# Entries supplied:

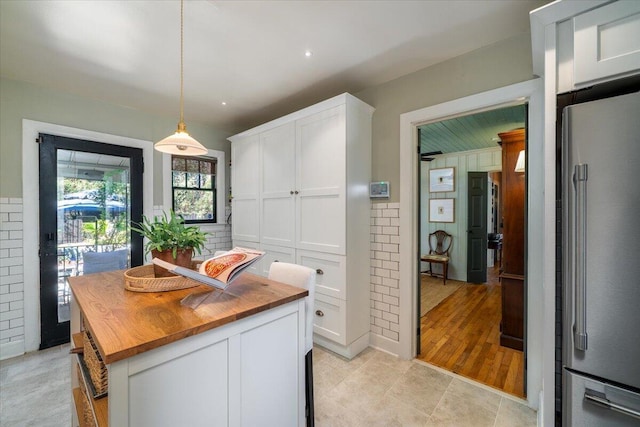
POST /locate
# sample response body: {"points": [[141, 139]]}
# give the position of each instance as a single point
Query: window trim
{"points": [[167, 193]]}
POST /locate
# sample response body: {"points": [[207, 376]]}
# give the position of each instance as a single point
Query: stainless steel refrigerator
{"points": [[601, 262]]}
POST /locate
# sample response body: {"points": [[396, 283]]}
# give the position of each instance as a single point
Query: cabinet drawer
{"points": [[329, 318], [331, 275]]}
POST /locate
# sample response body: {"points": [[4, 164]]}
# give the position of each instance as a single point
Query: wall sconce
{"points": [[520, 162]]}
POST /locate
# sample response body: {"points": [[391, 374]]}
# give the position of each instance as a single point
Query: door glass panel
{"points": [[93, 214]]}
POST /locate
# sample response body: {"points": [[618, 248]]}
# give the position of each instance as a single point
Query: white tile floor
{"points": [[373, 389]]}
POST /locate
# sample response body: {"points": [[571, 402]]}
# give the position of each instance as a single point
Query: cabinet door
{"points": [[278, 191], [320, 178], [607, 41], [245, 224]]}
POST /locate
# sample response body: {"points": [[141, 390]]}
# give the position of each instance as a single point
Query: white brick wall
{"points": [[11, 271], [385, 274]]}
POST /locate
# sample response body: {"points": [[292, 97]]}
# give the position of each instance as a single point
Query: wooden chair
{"points": [[439, 245]]}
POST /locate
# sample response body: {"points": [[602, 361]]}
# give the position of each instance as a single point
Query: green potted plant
{"points": [[170, 240]]}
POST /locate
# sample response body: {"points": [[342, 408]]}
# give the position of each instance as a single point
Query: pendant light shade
{"points": [[181, 142]]}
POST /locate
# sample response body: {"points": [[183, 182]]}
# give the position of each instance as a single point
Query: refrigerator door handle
{"points": [[580, 274], [600, 399]]}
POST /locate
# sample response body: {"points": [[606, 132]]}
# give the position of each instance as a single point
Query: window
{"points": [[193, 186], [217, 181]]}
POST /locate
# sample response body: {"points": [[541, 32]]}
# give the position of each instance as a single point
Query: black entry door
{"points": [[477, 227], [89, 194]]}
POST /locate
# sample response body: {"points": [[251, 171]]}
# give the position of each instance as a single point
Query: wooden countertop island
{"points": [[169, 364]]}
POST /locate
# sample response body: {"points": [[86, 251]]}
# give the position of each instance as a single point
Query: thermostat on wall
{"points": [[378, 190]]}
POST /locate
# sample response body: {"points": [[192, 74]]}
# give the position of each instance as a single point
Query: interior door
{"points": [[89, 194], [477, 227]]}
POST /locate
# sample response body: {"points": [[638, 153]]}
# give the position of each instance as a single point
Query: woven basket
{"points": [[142, 279], [97, 369]]}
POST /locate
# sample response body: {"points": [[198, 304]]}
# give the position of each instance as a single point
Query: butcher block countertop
{"points": [[125, 323]]}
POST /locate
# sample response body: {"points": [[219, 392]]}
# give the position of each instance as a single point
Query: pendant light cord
{"points": [[181, 61]]}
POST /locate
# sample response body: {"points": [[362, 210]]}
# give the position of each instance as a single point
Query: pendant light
{"points": [[181, 142]]}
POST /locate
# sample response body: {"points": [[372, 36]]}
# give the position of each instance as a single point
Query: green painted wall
{"points": [[19, 100], [491, 67]]}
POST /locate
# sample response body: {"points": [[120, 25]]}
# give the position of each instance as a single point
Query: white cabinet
{"points": [[278, 185], [599, 45], [313, 170], [245, 189], [321, 143]]}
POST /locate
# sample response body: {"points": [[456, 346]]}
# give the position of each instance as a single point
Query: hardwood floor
{"points": [[462, 335]]}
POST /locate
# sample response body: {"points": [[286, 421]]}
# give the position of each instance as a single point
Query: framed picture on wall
{"points": [[441, 180], [441, 210]]}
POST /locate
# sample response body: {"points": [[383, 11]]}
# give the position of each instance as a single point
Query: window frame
{"points": [[167, 185]]}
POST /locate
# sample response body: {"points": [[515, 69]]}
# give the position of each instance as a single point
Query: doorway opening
{"points": [[89, 194], [463, 321]]}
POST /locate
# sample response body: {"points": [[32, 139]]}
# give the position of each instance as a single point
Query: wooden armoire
{"points": [[513, 230]]}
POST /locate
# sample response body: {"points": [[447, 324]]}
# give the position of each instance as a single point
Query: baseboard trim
{"points": [[385, 344], [11, 349], [350, 351]]}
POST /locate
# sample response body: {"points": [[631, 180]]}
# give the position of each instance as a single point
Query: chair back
{"points": [[96, 262], [440, 242], [301, 277]]}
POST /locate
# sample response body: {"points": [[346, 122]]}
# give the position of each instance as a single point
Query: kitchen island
{"points": [[235, 360]]}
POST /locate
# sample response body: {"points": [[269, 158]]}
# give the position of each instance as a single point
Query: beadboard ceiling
{"points": [[249, 54], [471, 132]]}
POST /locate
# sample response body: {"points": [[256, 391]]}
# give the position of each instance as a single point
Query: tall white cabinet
{"points": [[300, 193]]}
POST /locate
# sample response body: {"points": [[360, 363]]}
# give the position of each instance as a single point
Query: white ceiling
{"points": [[249, 54]]}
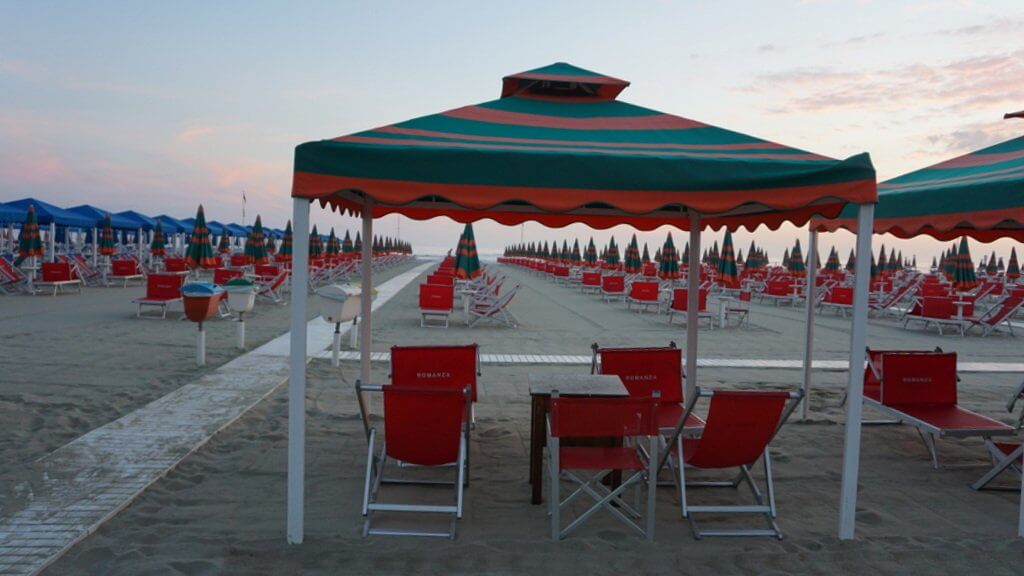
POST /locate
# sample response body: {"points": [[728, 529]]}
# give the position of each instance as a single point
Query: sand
{"points": [[222, 510]]}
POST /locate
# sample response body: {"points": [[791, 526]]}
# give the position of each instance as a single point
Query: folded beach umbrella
{"points": [[157, 247], [29, 243], [668, 264], [107, 247], [468, 262], [964, 277], [1013, 266], [728, 276], [632, 263], [256, 244], [797, 265], [315, 244]]}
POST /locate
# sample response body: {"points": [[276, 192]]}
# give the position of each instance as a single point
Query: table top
{"points": [[577, 384]]}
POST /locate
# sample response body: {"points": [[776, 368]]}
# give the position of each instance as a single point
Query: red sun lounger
{"points": [[161, 291], [57, 276], [1006, 455], [435, 301], [920, 388], [740, 424], [633, 418], [423, 426]]}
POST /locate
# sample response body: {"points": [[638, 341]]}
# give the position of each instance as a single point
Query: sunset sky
{"points": [[160, 106]]}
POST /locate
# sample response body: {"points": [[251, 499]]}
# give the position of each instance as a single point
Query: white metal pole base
{"points": [[336, 346], [201, 346], [241, 341]]}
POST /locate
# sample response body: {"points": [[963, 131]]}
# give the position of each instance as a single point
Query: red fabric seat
{"points": [[599, 458]]}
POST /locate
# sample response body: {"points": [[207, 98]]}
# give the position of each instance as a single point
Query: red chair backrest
{"points": [[452, 367], [164, 286], [739, 425], [124, 268], [642, 290], [680, 299], [914, 378], [221, 276], [645, 370], [436, 296], [938, 307], [423, 426], [841, 295], [56, 272], [613, 283], [603, 417]]}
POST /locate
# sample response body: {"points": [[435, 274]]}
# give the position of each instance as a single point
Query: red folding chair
{"points": [[423, 426], [740, 424], [633, 419]]}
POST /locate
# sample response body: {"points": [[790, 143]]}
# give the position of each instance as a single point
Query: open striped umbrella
{"points": [[107, 246], [1013, 266], [668, 264], [728, 276], [256, 244], [285, 253], [333, 247], [632, 263], [611, 255], [964, 277], [591, 256], [29, 242], [315, 244], [467, 262], [200, 252], [797, 265], [157, 247]]}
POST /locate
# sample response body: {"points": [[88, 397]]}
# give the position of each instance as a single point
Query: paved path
{"points": [[91, 479], [976, 367]]}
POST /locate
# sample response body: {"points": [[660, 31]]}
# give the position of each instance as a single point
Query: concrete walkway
{"points": [[91, 479]]}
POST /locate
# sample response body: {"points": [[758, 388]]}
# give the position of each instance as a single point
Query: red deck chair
{"points": [[634, 418], [680, 303], [999, 314], [161, 291], [591, 282], [644, 294], [425, 427], [920, 388], [612, 287], [125, 270], [436, 300], [935, 310], [740, 425], [57, 276], [1006, 455]]}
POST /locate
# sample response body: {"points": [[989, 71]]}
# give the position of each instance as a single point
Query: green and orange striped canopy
{"points": [[980, 195], [29, 242], [558, 148]]}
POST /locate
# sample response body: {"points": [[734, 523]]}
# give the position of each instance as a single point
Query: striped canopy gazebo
{"points": [[557, 148]]}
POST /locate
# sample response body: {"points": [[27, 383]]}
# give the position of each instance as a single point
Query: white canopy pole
{"points": [[809, 293], [297, 369], [855, 384], [692, 306], [366, 337]]}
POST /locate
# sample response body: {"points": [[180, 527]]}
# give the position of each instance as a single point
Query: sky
{"points": [[159, 107]]}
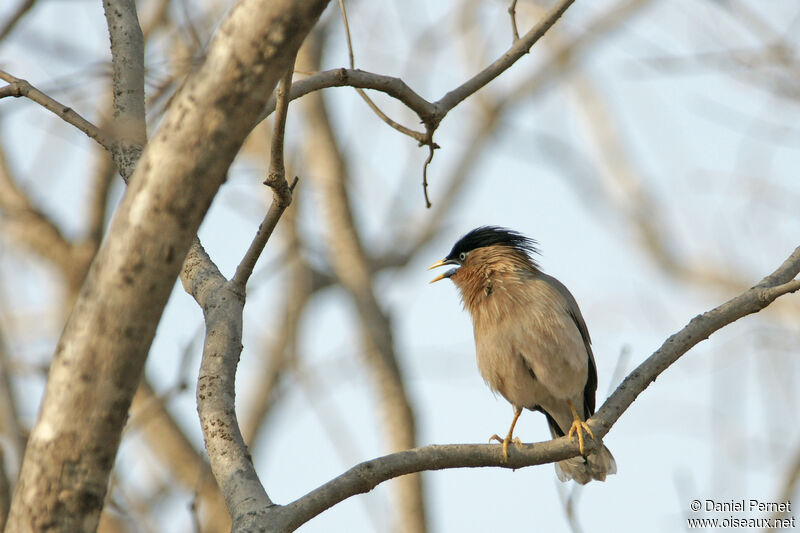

# Brief:
No pictures belong in the copy. Return exactly the lines from the line containing "Query: green and orange striped canopy" through the last line of the listing.

# Problem solution:
Query: green and orange striped canopy
{"points": [[980, 195], [29, 242], [558, 148]]}
POST /locate
# sample response body: {"points": [[734, 523]]}
# give the position of each instance as a single point
Query: striped canopy gazebo
{"points": [[557, 148]]}
POST /locate
# sample response body: {"points": [[27, 383]]}
# give the position of each instance as a single point
Query: white canopy pole
{"points": [[809, 293], [297, 369], [855, 384], [692, 306], [366, 337]]}
POST /locate
# sample response body: {"points": [[180, 527]]}
# give the position of each instance as a single point
Query: sky
{"points": [[159, 107]]}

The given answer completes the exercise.